(Dataset records)
+===+

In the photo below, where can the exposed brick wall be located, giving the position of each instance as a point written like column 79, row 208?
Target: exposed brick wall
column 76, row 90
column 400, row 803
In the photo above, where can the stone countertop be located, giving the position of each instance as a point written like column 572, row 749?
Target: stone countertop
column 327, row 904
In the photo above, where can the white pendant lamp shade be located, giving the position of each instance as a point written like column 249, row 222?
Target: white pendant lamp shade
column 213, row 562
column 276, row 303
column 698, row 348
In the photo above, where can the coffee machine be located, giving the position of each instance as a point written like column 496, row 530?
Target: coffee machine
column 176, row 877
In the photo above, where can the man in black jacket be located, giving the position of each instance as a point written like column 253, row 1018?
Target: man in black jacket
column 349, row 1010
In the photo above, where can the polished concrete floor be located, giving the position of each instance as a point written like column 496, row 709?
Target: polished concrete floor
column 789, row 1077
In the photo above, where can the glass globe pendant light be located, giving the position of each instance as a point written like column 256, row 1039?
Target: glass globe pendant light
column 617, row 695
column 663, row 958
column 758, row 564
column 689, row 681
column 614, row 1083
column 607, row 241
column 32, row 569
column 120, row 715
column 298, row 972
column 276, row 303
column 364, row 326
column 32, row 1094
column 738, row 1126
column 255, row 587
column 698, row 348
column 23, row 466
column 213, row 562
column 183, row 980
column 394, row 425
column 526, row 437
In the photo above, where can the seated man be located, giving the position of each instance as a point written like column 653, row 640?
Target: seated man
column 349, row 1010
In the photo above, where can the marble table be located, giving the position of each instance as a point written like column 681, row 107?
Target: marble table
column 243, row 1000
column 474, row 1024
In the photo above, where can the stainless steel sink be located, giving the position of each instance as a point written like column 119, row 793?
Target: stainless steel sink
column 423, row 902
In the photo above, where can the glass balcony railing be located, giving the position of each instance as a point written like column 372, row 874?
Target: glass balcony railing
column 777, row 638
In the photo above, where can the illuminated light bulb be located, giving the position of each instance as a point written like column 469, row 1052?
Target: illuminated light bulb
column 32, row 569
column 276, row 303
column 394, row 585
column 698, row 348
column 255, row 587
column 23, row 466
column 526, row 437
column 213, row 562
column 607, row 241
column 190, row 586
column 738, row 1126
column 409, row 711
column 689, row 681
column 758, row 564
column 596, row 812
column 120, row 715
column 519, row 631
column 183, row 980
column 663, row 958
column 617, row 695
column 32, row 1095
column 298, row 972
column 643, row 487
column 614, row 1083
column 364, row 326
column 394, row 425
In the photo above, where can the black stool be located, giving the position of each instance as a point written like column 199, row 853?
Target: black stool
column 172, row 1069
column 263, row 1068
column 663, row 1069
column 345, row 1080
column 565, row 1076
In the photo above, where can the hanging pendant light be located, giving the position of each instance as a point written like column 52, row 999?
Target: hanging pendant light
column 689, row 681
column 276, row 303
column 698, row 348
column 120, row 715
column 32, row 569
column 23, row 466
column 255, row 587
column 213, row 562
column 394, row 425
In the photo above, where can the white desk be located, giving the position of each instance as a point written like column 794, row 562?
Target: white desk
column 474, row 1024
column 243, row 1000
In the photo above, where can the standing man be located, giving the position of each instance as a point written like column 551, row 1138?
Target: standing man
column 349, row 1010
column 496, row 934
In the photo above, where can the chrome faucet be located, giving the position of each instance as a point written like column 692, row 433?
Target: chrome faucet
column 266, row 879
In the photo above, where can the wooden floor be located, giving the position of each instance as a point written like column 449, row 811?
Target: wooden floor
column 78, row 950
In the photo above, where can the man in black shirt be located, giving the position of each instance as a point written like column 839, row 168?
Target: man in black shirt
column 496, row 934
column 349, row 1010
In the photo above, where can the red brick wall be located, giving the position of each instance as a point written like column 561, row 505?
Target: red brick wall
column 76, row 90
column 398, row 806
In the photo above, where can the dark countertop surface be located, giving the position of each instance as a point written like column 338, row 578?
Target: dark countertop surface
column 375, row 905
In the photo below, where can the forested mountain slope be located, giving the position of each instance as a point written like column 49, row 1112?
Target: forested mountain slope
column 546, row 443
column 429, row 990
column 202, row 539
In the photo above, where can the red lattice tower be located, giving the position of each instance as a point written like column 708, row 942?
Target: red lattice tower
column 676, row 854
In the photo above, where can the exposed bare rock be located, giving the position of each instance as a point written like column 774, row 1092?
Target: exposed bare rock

+===+

Recast all of the lines above as a numbered list, omitting any blank lines.

### Written solution:
1. In the photo below, where can the exposed brick wall be located, giving the position of each instance as a point written like column 79, row 208?
2. Target: exposed brick wall
3. column 76, row 90
4. column 400, row 803
5. In the photo above, where can the stone countertop be located, giving the position of each instance as a point written like column 572, row 749?
6. Target: stone countertop
7. column 327, row 904
8. In the photo above, where can the white pendant lamp shade be located, giving the position of each instance as a point written like column 249, row 222?
9. Target: white pendant lamp shade
10. column 213, row 562
11. column 276, row 303
12. column 698, row 348
13. In the photo above, where can the coffee machine be located, giving the position of each instance as a point written like column 496, row 530?
14. Target: coffee machine
15. column 176, row 877
16. In the photo above, where can the man in black jacket be located, giving the position of each instance as a point written like column 253, row 1018?
17. Target: man in black jacket
18. column 349, row 1010
19. In the photo above, where can the polished concrete floor be located, giving the position of each instance as a point written like column 496, row 709?
20. Target: polished concrete floor
21. column 789, row 1077
22. In the photo above, where can the glass globe pendant light be located, giving the position of each instance as a point written like column 256, row 1039?
23. Target: glass globe pendant light
24. column 617, row 695
25. column 663, row 958
26. column 758, row 564
27. column 689, row 681
28. column 614, row 1083
29. column 607, row 241
30. column 32, row 569
31. column 120, row 715
32. column 298, row 972
33. column 276, row 303
34. column 364, row 326
35. column 32, row 1094
36. column 738, row 1126
37. column 255, row 587
38. column 698, row 348
39. column 23, row 466
40. column 213, row 562
41. column 183, row 980
42. column 394, row 425
43. column 526, row 437
44. In the photo above, where can the seated man be located, giving the position of each instance as a point written like column 653, row 640?
45. Target: seated man
46. column 349, row 1010
47. In the photo above, where can the marble table be located, giving the position of each instance as a point written like column 681, row 107?
48. Target: marble table
49. column 243, row 1000
50. column 474, row 1024
51. In the photo above, where can the stainless steel sink be located, giving the position of each instance as a point written like column 119, row 793?
52. Target: stainless steel sink
53. column 423, row 902
54. In the photo above, where can the glass balcony railing be located, giving the position of each instance as a point written like column 372, row 874?
55. Target: glass balcony railing
56. column 777, row 638
57. In the photo above, where can the illuminated light bulb be located, giving the position of each instance as a point written like column 469, row 1052?
58. Target: illuminated light bulb
59. column 32, row 569
60. column 276, row 303
61. column 394, row 585
62. column 698, row 348
63. column 255, row 587
64. column 23, row 466
65. column 526, row 437
66. column 213, row 562
67. column 607, row 241
68. column 190, row 586
69. column 738, row 1126
70. column 409, row 711
71. column 689, row 681
72. column 758, row 564
73. column 596, row 812
74. column 120, row 715
75. column 519, row 631
76. column 183, row 980
77. column 663, row 958
78. column 617, row 695
79. column 32, row 1095
80. column 298, row 972
81. column 643, row 487
82. column 614, row 1083
83. column 364, row 326
84. column 394, row 425
85. In the photo above, where can the black stool be located, giving the position of each instance as a point written like column 199, row 853?
86. Target: black stool
87. column 172, row 1069
88. column 263, row 1068
89. column 663, row 1069
90. column 345, row 1080
91. column 565, row 1076
92. In the photo above, where can the hanging pendant light be located, giving the position of each instance as a point written like column 52, row 999?
93. Target: hanging pendant light
94. column 689, row 681
95. column 276, row 303
96. column 698, row 348
97. column 120, row 715
98. column 32, row 569
99. column 23, row 466
100. column 255, row 587
101. column 213, row 562
102. column 394, row 425
103. In the photo above, where can the white desk be located, giving the position of each instance as a point written like column 794, row 562?
104. Target: white desk
105. column 474, row 1024
106. column 243, row 1000
107. In the photo above, where can the standing man be located, giving the position of each instance as a point written like column 551, row 1138?
108. Target: standing man
109. column 349, row 1010
110. column 496, row 934
111. In the photo above, where can the chrome faucet be located, giving the position of each instance as a point written like column 692, row 433?
112. Target: chrome faucet
113. column 266, row 879
114. In the photo above, where can the wooden floor be located, giving the position of each instance as a point written like column 449, row 811?
115. Target: wooden floor
116. column 78, row 950
117. In the photo above, where can the man in black shirt be located, giving the position of each instance as a point written like column 839, row 168?
118. Target: man in black shirt
119. column 496, row 934
120. column 349, row 1010
121. In the photo above, where can the red brick wall be located, giving the position of each instance as a point written like column 561, row 505?
122. Target: red brick wall
123. column 76, row 90
124. column 398, row 806
125. In the photo above, where can the dark countertop surface be located, giving the position of each instance as a point written like column 338, row 578?
126. Target: dark countertop surface
127. column 375, row 905
128. In the photo below, where can the forested mountain slope be located, giving the position of each instance as a point written like column 49, row 1112?
129. Target: forested mountain slope
130. column 546, row 443
131. column 429, row 990
132. column 202, row 539
133. In the photo above, where can the red lattice tower be located, giving the position of each instance as a point written like column 708, row 942?
134. Target: red lattice tower
135. column 676, row 854
136. In the photo above, where can the exposed bare rock be located, giving the position of each instance as a point written like column 774, row 1092?
137. Target: exposed bare rock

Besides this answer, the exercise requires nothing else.